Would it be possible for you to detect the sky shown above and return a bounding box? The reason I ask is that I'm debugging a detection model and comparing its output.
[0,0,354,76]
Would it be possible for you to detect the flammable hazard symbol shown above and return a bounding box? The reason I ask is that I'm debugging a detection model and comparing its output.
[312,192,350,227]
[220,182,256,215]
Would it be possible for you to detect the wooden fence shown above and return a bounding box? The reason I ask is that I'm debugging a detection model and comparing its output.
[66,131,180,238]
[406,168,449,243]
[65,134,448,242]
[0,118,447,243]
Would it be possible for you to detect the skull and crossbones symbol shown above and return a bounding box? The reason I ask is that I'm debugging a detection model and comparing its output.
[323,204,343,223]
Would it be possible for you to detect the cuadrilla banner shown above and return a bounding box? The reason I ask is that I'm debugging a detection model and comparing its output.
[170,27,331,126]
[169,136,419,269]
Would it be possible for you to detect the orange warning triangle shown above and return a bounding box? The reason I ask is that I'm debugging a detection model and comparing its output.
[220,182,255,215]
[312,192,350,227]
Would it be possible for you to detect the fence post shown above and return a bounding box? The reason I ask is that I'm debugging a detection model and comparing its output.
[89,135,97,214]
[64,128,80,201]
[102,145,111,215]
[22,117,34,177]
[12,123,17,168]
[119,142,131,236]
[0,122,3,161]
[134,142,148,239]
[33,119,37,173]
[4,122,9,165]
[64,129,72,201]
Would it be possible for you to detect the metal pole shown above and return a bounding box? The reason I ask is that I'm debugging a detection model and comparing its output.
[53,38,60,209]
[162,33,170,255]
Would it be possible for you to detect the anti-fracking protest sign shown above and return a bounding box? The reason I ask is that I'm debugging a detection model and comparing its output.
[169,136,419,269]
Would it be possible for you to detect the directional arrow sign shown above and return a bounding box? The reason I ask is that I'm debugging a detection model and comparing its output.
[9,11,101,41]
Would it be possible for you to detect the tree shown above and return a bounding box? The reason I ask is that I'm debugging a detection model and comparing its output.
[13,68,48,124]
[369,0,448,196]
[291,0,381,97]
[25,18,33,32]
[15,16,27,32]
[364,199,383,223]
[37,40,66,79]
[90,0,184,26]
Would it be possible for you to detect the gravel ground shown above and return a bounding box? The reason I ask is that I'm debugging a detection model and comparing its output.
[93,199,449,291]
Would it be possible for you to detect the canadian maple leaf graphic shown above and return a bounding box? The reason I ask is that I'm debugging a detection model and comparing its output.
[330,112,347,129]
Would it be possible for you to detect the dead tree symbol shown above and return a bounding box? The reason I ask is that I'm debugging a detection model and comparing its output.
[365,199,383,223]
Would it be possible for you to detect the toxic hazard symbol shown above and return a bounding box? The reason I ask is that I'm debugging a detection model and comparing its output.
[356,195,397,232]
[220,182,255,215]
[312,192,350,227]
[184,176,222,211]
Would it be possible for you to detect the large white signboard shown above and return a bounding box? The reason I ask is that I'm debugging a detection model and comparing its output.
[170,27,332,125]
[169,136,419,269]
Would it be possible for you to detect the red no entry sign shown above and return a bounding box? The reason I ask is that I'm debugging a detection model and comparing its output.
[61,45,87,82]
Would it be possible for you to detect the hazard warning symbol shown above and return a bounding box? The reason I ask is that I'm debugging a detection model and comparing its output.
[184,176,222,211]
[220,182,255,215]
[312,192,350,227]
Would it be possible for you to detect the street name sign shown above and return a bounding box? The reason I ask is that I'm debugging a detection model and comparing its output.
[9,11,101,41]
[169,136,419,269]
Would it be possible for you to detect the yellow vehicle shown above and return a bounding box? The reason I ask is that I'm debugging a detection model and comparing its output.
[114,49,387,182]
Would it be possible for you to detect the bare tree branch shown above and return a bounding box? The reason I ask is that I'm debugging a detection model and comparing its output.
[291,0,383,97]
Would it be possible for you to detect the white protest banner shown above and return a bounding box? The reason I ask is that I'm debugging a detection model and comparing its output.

--------------------------------------------------

■ **TASK ITEM**: Copy out the lines starting at the one containing "Would it be possible for you to detect the red" and ending with the last line of the entries. Include nothing else.

■ **TASK OUTPUT**:
Would it be possible for you to detect the red no entry sign shown above and return a bounding box? The reason I ask is that I'm debugging a detection model and comparing its output.
[61,45,87,82]
Would it be possible for you to detect the hazard warning symbol shown above and return a bounding box? The reason I ask is that I'm debugging a detection model and comparing its output.
[184,176,222,211]
[220,182,255,215]
[312,192,350,227]
Would it be possible for you to detect the street name sign shown above and return a bounding box? The reason I ask is that I'm debugging a detection model and comparing its output.
[9,11,101,41]
[169,136,419,269]
Would it be possible for you to detect the yellow vehicle shown above and return a bounding box? The reason I ask is that I'm debugging a detection model and comparing its output.
[114,49,387,182]
Would it be possible for you to detect the bare tree branch shown above and return a bounding box? The reason I ask is that I'm debugging a detection model and comparing its output.
[291,0,383,97]
Would it be possible for you to detect the white protest banner shown above and return a bounding box? The reason I ask is that I'm debugging a detection model and comparing its output.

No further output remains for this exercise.